Так рассказывают об этом деле М. Н. Лонгинов и И. С. Аксаков. В публике, по прочтении их статей, остается впечатление, что г. Юркевич — нечто вроде русского Наполеона III, учреждающего государственный наряд, а неизвестный материалист (или старичок, переодевшийся материалистом) — нечто вроде Орсини, государственный наряд ниспровергающего.
Но не так передает дело какой-то москвич, написавший об этом происшествии статью в «Очерках», блаженной памяти. Он говорит, что 9 марта г. Юркевич, взойдя на кафедру, объявил, что хотел было читать о чувствах, но на днях получил несколько анонимных писем, на которых считает не лишним остановиться. Отрывки из одного письма он действительно прочитал тут же, а из отрывков этих явствовало, что неизвестный не удовлетворен доказательствами профессора против материализма; что профессор не был в состоянии, например, объяснить, почему имеющие поврежденный мозг не мыслят и почему в то же время новорожденные дети, одаренные мозгом, также не могут, однако ж, мыслить. В заключение неизвестный выражал надежду, что г. Юркевич прекратит чтение своих лекций, так как, при подобной слабости доказательств, он может возбудить неудовольствие слушателей, которое, пожалуй, выразится и свистками. Через несколько времени неизвестный напечатал свое письмо к г. Юркевичу; содержание письма действительно согласно с показаниями статьи в «Очерках». В письме говорилось г. Юркевичу: «В ваших лекциях много лжетолкований и нелепостей, для опровержения коих нужно столько же лекций. Чем можете вы оправдать хоть сколько-нибудь ваши цинические отзывы о материалистах? Ничем. Если и материалисты ошибаются, то и вы не свободны от ошибок. Потому имею честь предупредить вас, м. г., если в следующих лекциях вы не оставите цинизм, не будете с достоинством относиться к материалистам, то услышите уже не шиканье, а свистки».

◇ ◇ ◇ ◇

# Задания
(1) Перепишите дословно отрывок из фрагмента текста от «Так рассказывают об» до «государственный наряд ниспровергающего.».
(2) Приведите заново строки данных от строки с «the bus shadow» до строки с «M28 549L147 521L215» включительно, заменив в них «pavement» на «road surface» и ничего больше не меняя.

# Данные
◇ ◇ ◇ ◇

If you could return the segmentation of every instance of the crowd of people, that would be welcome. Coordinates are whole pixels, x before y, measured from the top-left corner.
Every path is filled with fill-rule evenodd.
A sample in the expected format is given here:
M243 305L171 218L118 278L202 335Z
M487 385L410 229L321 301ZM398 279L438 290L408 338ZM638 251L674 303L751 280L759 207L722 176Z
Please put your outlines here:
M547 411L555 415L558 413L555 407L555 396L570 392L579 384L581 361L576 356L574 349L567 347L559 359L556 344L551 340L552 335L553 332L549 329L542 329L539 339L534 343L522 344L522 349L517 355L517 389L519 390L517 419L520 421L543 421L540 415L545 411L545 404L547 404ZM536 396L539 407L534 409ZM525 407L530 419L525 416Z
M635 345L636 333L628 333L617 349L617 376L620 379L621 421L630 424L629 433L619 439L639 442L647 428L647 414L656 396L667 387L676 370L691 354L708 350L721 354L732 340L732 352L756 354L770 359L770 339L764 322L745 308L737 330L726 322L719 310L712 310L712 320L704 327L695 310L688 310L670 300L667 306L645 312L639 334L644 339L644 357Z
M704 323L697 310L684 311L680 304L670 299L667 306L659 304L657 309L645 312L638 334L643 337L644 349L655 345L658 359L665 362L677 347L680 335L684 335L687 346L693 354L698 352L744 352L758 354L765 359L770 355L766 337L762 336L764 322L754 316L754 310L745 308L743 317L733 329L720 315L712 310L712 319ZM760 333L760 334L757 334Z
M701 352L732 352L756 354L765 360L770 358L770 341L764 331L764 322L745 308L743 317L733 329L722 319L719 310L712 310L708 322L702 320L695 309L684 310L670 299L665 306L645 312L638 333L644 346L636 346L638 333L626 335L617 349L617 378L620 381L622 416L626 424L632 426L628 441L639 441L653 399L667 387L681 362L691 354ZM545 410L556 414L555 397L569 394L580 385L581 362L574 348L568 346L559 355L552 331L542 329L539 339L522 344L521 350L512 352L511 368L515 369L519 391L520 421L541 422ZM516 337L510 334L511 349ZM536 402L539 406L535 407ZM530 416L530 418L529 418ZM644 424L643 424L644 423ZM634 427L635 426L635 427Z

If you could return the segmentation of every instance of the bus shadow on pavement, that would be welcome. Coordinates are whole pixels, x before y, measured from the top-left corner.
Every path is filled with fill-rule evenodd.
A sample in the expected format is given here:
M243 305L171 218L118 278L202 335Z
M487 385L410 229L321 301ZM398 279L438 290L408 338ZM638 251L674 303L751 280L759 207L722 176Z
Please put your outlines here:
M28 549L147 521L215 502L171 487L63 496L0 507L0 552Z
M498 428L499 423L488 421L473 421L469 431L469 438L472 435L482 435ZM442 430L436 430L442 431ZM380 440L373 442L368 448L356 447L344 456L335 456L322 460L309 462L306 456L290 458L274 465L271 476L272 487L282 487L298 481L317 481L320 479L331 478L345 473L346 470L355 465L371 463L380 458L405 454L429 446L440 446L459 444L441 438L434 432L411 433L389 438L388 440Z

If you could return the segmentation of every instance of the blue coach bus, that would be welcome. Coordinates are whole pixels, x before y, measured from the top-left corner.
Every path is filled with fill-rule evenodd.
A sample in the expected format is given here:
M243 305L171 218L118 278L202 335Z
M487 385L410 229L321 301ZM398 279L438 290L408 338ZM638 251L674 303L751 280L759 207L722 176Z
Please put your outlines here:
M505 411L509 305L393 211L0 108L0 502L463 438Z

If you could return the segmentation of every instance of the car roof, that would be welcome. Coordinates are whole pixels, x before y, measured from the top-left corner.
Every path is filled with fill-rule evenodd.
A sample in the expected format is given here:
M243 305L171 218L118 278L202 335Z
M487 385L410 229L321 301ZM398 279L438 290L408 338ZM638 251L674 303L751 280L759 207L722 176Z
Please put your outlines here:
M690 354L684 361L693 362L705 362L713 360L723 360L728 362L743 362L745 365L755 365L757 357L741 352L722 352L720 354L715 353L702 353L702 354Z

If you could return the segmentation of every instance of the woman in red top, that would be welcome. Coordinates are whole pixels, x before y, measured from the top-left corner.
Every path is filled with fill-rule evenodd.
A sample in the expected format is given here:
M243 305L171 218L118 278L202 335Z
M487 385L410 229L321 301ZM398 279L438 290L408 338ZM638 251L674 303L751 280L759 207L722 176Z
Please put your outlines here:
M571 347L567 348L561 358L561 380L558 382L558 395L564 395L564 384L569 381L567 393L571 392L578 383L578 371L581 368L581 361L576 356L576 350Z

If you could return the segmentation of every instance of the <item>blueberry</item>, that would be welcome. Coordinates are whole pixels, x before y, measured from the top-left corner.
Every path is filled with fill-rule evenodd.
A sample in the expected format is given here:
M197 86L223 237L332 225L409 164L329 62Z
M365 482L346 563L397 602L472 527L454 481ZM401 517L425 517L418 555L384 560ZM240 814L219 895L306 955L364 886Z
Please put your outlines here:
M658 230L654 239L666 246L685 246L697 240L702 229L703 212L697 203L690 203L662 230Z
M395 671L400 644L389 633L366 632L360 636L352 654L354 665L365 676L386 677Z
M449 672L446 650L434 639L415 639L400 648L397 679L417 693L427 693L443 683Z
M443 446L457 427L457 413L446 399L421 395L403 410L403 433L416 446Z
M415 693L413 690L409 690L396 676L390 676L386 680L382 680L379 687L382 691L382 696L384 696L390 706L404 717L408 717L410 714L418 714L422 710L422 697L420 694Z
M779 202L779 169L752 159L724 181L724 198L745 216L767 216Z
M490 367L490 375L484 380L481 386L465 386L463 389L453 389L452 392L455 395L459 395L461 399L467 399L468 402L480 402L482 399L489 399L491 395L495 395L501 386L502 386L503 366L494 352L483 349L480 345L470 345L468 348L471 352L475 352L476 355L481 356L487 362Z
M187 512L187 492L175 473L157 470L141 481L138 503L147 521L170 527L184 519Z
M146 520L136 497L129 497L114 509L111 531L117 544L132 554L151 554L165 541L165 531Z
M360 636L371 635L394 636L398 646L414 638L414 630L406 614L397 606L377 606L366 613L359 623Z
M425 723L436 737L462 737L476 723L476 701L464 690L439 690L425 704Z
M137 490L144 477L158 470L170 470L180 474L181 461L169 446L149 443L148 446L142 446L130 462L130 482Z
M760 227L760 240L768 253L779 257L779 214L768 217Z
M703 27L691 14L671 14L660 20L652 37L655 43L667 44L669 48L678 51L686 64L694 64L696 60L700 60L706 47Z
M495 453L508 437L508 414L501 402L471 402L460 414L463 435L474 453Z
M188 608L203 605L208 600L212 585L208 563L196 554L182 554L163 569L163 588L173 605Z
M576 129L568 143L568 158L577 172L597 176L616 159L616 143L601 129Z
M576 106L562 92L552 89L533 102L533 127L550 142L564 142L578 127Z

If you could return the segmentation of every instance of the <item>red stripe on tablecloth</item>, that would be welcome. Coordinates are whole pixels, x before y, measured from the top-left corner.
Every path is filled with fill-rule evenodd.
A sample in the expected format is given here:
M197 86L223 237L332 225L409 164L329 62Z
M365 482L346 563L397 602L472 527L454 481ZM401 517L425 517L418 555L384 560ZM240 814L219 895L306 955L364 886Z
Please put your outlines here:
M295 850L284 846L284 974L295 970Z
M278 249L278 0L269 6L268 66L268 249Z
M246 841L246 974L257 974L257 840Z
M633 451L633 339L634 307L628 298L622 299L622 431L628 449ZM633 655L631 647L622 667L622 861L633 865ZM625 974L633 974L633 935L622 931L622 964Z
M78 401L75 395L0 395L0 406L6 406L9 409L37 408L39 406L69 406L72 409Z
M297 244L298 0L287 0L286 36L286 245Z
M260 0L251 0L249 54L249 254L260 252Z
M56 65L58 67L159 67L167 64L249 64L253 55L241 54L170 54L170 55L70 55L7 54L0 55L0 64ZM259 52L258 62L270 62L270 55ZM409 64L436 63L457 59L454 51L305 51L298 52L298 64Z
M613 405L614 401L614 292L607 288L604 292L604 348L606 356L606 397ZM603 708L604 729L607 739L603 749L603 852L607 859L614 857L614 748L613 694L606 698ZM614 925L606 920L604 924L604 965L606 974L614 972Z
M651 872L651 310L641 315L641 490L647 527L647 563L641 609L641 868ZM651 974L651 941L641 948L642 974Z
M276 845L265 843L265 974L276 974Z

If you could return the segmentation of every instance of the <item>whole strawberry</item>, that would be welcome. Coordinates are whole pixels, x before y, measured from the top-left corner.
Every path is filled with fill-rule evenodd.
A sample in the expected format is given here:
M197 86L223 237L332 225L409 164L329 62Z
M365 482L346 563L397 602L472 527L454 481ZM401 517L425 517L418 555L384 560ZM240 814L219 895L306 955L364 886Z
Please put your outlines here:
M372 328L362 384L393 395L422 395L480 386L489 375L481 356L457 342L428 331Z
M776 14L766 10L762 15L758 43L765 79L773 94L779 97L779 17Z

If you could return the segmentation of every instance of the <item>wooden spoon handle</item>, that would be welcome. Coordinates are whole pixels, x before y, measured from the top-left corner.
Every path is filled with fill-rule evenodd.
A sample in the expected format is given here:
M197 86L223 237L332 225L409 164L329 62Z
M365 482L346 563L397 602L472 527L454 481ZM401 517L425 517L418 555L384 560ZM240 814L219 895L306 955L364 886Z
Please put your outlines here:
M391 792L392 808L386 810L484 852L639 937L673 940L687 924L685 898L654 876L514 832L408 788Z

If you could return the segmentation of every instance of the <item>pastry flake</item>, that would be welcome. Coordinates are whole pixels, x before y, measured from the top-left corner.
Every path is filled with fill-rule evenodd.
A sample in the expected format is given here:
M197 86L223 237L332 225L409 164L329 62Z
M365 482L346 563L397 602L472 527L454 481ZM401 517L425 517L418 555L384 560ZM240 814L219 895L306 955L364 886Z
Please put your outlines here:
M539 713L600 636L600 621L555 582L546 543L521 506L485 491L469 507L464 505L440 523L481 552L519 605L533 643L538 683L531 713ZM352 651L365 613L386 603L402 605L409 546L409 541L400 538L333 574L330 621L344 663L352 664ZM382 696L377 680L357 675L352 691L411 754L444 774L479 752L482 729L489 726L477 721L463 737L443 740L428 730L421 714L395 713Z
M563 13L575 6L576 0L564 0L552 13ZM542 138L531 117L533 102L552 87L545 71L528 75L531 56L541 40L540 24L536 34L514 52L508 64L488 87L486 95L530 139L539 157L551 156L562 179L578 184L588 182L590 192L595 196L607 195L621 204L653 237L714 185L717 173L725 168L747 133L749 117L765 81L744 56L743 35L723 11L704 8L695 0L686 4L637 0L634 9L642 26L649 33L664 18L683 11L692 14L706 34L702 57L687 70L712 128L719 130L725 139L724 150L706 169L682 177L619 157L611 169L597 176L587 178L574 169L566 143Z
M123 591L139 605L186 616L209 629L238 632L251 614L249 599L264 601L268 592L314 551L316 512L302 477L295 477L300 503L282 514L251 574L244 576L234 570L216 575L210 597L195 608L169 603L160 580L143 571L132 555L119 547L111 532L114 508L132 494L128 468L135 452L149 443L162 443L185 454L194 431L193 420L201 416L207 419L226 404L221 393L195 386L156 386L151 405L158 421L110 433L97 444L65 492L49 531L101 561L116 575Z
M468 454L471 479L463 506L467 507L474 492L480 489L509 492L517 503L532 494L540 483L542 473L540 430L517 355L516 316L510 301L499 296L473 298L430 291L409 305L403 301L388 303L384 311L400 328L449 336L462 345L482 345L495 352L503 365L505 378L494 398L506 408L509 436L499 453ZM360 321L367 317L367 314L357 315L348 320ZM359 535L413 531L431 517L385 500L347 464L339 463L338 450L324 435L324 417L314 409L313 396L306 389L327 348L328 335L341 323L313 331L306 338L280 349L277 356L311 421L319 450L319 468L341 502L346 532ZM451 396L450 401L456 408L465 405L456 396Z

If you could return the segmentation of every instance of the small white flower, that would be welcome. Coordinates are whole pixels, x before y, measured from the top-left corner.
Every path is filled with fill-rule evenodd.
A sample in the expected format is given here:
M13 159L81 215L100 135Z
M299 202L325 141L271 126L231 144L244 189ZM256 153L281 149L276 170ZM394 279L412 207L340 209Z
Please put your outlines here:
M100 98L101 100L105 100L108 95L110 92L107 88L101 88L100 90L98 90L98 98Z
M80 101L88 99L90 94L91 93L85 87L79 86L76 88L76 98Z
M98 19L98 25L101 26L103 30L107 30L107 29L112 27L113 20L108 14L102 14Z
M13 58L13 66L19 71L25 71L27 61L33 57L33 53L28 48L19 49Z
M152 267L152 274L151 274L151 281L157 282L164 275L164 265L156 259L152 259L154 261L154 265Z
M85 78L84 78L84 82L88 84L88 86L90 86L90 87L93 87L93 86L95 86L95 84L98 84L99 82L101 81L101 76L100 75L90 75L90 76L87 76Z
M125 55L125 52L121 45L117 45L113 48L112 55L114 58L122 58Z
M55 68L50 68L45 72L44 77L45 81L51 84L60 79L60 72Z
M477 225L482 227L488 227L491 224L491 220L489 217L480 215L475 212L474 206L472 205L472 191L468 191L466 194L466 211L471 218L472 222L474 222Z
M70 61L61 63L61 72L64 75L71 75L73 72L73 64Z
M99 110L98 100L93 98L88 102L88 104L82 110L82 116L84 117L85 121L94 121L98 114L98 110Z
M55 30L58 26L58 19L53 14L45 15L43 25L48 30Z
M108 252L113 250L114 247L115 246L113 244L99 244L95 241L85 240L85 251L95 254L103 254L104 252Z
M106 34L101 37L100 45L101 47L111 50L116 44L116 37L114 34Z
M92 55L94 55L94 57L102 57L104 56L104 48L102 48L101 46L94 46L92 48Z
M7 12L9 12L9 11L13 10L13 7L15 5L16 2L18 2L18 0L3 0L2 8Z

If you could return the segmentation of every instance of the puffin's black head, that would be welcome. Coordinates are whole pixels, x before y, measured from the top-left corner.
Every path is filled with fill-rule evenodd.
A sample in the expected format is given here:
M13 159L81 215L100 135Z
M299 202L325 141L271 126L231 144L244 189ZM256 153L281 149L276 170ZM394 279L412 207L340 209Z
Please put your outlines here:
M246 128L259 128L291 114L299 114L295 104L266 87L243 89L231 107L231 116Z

◇ ◇ ◇ ◇

# Результаты выполнения
(1)
Так рассказывают об этом деле М. Н. Лонгинов и И. С. Аксаков. В публике, по прочтении их статей, остается впечатление, что г. Юркевич — нечто вроде русского Наполеона III, учреждающего государственный наряд, а неизвестный материалист (или старичок, переодевшийся материалистом) — нечто вроде Орсини, государственный наряд ниспровергающего.

(2)
If you could return the segmentation of every instance of the bus shadow on road surface, that would be welcome. Coordinates are whole pixels, x before y, measured from the top-left corner.
Every path is filled with fill-rule evenodd.
A sample in the expected format is given here:
M243 305L171 218L118 278L202 335Z
M487 385L410 229L321 301ZM398 279L438 290L408 338ZM638 251L674 303L751 280L759 207L722 176Z
Please put your outlines here:
M28 549L147 521L215 502L171 487L63 496L0 507L0 552Z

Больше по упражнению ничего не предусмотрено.